◆ WORK ORDER ◆
Somewhere below are a line with "Exercise. Put one point on each instance of the green leafy" and a later line with "Exercise. Put one point on each instance of the manhole". Output exactly those lines and all lines between them.

== == ==

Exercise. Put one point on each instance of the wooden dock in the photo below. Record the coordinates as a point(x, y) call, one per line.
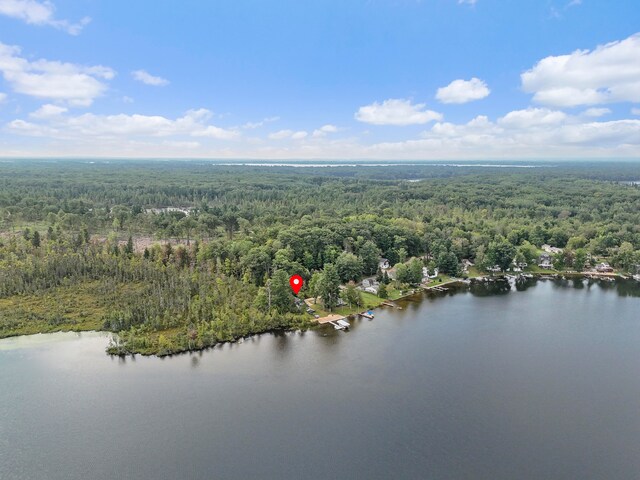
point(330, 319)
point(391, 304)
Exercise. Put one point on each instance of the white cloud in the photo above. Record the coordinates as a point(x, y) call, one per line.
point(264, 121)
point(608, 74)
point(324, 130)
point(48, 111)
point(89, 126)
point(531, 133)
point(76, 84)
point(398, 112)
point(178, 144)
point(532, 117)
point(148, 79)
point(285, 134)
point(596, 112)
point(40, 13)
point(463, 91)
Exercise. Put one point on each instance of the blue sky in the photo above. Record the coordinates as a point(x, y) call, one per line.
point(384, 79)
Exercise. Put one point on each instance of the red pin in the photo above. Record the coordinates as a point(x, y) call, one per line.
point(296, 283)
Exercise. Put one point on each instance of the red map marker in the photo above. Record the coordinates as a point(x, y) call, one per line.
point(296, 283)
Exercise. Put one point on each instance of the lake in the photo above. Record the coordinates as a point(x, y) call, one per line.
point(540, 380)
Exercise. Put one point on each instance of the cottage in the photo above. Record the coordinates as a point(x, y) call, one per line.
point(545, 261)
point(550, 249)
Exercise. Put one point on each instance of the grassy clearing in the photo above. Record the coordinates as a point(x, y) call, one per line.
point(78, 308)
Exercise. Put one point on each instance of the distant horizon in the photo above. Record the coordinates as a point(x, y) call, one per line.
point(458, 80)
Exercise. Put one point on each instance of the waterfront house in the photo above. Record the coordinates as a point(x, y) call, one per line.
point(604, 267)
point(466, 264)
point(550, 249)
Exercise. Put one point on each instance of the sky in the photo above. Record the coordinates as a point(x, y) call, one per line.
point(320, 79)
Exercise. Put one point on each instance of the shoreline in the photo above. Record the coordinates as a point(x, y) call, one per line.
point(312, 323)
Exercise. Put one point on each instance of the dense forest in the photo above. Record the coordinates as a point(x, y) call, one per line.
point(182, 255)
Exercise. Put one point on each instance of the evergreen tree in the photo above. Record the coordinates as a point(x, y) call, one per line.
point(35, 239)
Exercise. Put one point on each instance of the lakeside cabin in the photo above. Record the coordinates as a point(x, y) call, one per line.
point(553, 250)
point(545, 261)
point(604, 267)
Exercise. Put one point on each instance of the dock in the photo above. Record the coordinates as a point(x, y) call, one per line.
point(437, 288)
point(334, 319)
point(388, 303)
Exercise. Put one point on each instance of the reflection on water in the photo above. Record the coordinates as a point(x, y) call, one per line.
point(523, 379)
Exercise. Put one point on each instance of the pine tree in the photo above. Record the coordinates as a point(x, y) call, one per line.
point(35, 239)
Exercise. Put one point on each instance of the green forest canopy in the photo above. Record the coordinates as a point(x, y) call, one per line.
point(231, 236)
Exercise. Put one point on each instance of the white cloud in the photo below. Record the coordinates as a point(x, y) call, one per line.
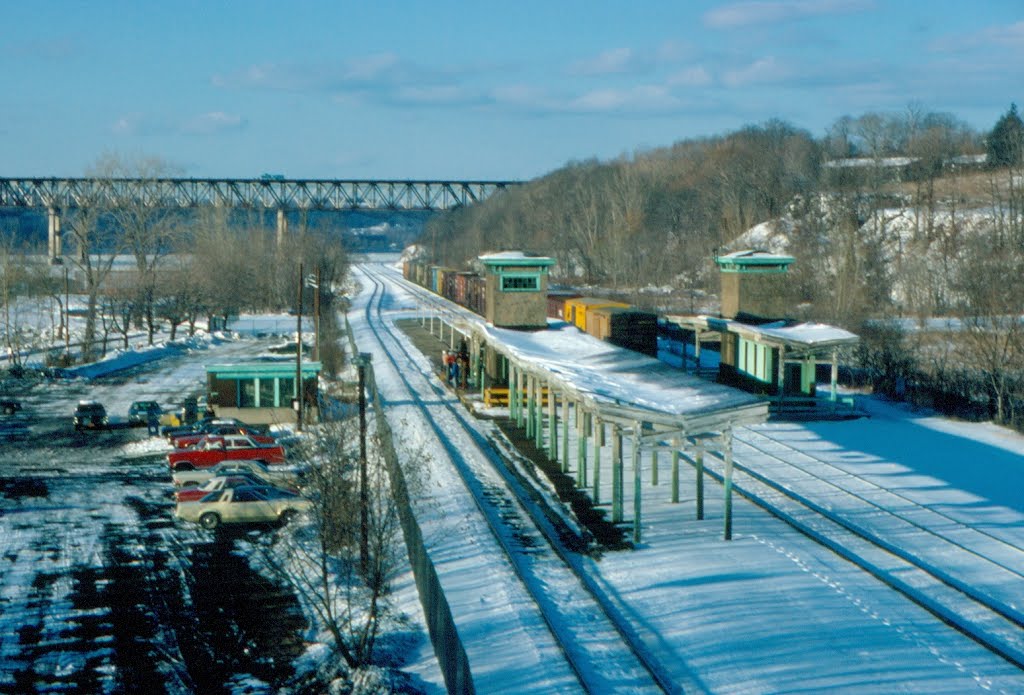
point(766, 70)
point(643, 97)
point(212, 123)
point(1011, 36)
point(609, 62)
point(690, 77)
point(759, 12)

== == ==

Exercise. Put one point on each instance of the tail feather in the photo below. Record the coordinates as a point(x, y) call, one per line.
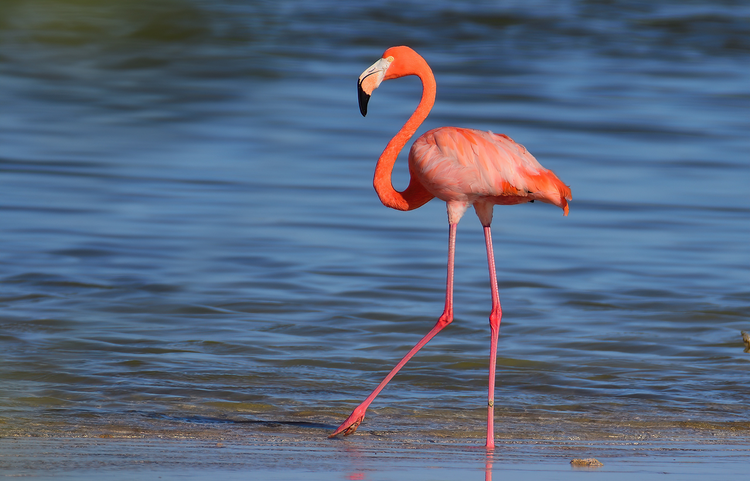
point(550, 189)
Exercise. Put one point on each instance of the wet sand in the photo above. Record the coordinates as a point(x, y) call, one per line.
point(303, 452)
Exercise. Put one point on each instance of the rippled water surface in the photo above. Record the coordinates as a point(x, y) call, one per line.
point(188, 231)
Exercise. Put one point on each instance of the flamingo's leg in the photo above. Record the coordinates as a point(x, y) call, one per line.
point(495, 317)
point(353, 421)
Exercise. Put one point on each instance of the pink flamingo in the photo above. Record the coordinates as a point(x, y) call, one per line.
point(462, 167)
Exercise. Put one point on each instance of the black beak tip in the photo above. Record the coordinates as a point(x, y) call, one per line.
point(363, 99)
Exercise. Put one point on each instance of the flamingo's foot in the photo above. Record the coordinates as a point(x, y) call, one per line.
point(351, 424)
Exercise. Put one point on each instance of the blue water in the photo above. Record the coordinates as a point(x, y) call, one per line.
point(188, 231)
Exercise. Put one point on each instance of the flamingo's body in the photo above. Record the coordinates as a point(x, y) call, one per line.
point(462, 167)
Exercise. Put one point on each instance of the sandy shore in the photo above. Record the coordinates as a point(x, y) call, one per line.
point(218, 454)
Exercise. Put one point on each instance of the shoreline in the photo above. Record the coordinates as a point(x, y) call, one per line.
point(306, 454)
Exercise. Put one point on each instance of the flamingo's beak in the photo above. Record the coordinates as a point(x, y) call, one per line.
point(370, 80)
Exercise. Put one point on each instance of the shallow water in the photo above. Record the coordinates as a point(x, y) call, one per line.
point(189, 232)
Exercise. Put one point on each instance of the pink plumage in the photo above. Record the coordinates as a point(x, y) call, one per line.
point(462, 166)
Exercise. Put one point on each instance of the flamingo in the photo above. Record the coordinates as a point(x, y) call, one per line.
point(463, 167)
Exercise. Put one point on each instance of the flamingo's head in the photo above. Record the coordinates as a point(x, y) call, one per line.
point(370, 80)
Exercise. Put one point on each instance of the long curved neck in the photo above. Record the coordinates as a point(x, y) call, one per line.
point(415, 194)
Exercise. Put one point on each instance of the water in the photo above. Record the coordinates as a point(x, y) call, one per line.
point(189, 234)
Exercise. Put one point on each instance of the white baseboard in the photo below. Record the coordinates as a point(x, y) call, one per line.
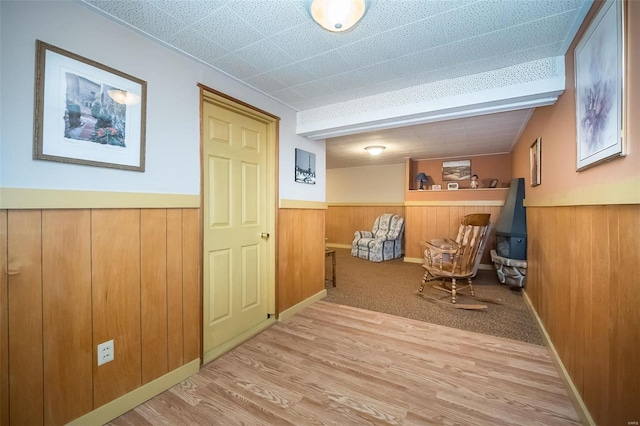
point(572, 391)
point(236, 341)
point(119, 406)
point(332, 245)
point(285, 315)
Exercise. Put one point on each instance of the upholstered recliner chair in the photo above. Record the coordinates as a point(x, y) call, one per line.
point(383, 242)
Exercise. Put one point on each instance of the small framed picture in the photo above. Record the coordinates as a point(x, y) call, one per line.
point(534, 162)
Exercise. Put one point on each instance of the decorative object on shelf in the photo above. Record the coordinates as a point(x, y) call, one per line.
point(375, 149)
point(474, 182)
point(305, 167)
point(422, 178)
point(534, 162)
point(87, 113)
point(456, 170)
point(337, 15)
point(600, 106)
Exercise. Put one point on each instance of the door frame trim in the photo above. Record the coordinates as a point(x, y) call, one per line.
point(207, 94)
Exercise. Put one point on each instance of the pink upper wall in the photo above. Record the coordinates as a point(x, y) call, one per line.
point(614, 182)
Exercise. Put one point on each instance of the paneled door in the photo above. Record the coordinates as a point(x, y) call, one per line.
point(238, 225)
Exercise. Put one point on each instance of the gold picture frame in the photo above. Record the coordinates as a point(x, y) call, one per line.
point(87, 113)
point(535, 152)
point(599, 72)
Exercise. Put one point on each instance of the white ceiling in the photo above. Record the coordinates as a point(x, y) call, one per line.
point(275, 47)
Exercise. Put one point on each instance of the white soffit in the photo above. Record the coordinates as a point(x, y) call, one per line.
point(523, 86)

== == ==

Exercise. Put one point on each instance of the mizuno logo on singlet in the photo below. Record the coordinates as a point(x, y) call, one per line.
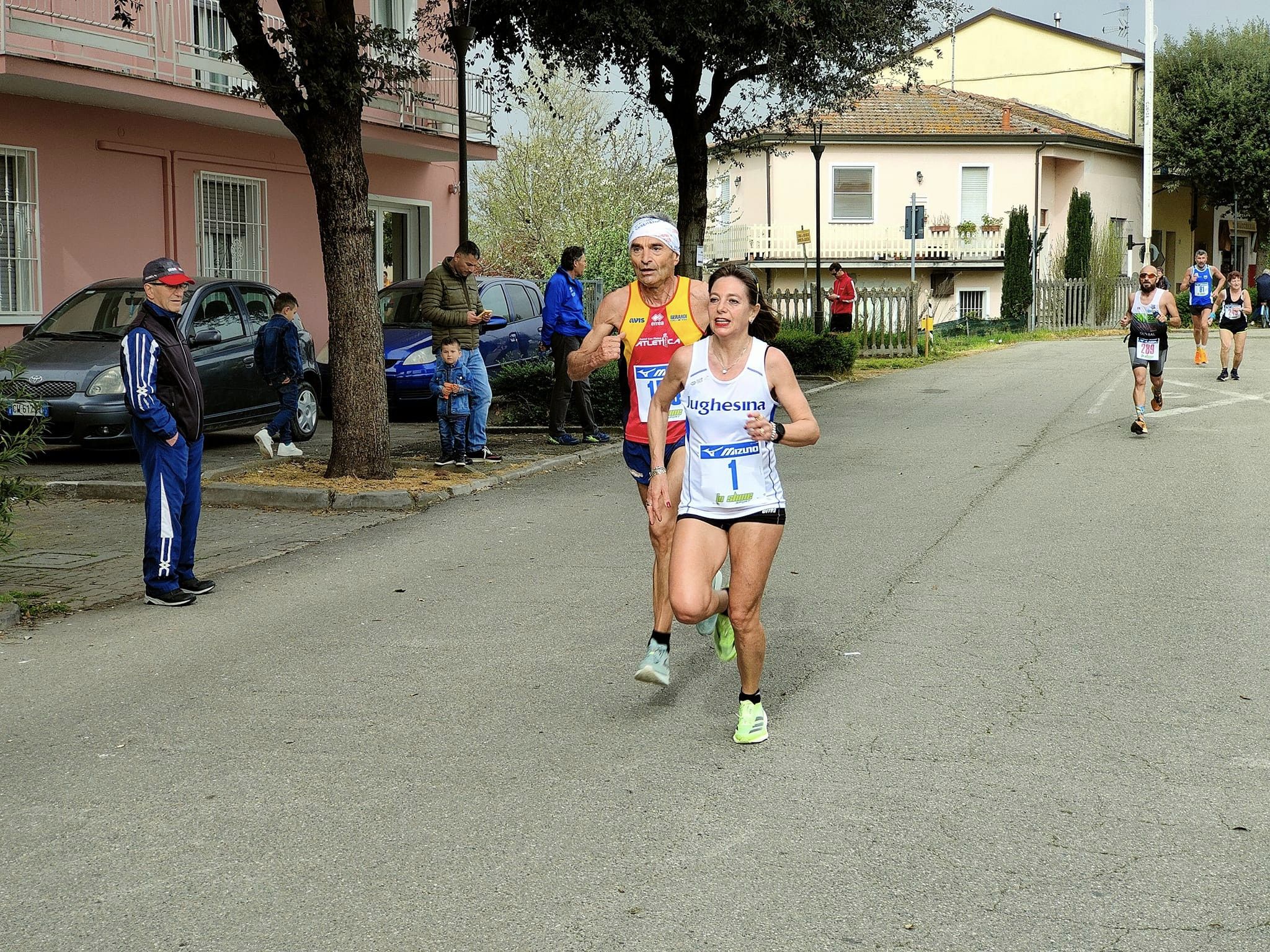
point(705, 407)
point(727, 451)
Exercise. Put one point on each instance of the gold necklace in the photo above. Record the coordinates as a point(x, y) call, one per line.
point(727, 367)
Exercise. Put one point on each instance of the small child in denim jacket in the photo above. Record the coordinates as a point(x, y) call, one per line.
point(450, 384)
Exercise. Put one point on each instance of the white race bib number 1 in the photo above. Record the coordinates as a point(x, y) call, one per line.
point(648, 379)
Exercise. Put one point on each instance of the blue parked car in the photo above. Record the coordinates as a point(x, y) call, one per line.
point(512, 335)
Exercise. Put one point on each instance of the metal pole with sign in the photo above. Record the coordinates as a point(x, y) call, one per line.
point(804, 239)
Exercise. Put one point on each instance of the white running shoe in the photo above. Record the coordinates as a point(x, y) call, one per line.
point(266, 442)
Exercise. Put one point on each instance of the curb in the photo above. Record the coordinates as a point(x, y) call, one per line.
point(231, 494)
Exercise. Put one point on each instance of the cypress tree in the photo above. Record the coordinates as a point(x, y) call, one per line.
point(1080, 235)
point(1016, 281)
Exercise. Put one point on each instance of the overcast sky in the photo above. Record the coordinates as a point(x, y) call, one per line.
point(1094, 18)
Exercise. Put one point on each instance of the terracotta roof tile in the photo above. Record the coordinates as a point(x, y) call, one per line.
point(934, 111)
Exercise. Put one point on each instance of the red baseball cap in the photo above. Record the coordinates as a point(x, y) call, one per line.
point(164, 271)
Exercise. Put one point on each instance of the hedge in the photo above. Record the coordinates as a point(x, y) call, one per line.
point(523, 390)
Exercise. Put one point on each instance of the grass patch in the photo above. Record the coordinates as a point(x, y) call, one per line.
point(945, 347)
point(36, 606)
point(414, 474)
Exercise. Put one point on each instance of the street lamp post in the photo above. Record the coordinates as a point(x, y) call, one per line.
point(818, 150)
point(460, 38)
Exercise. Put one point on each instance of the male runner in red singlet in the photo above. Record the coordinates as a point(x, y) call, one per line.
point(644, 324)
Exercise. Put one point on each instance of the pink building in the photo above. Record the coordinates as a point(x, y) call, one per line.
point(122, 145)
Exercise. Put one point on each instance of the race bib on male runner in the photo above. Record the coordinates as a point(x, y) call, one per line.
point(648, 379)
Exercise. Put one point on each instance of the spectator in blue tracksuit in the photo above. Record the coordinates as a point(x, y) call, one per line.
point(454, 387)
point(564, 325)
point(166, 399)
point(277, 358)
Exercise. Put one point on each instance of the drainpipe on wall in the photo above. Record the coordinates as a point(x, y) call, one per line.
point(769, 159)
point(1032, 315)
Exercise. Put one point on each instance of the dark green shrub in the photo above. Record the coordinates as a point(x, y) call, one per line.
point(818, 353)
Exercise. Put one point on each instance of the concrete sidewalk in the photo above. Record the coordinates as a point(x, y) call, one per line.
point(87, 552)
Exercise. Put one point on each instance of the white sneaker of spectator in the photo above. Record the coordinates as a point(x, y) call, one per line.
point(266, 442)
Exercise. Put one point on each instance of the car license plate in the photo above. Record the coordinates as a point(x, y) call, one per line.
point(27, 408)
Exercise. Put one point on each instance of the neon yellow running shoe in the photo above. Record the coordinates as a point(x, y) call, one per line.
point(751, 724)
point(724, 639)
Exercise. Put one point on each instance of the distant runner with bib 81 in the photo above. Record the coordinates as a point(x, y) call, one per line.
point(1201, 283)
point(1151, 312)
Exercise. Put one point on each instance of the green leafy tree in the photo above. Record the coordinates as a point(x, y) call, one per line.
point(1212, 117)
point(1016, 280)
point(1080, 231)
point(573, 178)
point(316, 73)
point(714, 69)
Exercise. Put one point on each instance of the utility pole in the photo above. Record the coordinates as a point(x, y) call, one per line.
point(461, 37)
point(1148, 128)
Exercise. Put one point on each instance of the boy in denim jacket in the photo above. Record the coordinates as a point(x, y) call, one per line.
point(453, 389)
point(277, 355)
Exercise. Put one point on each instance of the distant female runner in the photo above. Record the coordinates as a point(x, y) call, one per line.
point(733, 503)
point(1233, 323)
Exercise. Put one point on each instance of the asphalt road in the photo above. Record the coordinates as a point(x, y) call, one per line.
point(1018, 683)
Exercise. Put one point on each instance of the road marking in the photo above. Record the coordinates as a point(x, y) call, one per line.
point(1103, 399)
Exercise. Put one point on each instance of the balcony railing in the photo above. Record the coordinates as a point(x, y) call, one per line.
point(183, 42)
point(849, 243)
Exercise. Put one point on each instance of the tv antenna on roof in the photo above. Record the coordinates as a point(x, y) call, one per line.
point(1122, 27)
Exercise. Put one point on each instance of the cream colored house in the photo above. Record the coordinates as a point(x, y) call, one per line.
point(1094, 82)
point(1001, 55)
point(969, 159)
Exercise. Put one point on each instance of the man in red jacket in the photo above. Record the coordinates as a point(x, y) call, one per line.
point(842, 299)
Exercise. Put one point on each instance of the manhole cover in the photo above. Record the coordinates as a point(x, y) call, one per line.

== == ==

◆ RESPONSE TO THE TASK ◆
Exercise. Put one point on each instance of the green leafy tree in the photo above. Record the coordinates as a point(x, y) call, one per line.
point(1212, 117)
point(1016, 280)
point(1080, 231)
point(573, 178)
point(316, 73)
point(714, 69)
Exercise. Put one point on each instance of the utility pole in the photo above. Record the coordinates as a point(x, y) call, one per line.
point(461, 37)
point(1148, 128)
Exercise. Put one point on each instance of the boy in denim jacket in the photo above. Record the coordinates as a point(x, y) call, one per line.
point(453, 389)
point(277, 355)
Exercise. Put one point on each instance of the distant female runner in the photo above. Record the coordinates as a point(x, y) call, one per line.
point(733, 503)
point(1233, 323)
Exercise. Put one point on each instance of the asphalt road in the photo above. Record the coordinates as a point(x, y) call, one per line.
point(1018, 683)
Exercise. Put one point on each instance of the road marking in the photo above. Record the coordinates as a point(x, y) call, one per line.
point(1103, 399)
Exercise. Put one point on each instance of the balcony railing in the photo above. Record the coordinates as a point(x, y) call, one per line.
point(183, 42)
point(849, 243)
Exercise. Put one point on each instance of the tv antenna on roof in the photo above. Record the coordinates as a point(x, y) call, one per line.
point(1122, 27)
Exercise. Put one point on each instance of the cream colored house in the photo above. Record the coordinates as a point(x, y) call, one per line.
point(1094, 82)
point(1001, 55)
point(969, 159)
Exercise. Put one point on each instance of the man in red jacket in the photo above. Record the coordinates as a point(x, y) call, one per line.
point(842, 299)
Exercise. Put one point on each instance of the manhole cover in the photo above. Record the coordinates as a point(x, y) call, one per line.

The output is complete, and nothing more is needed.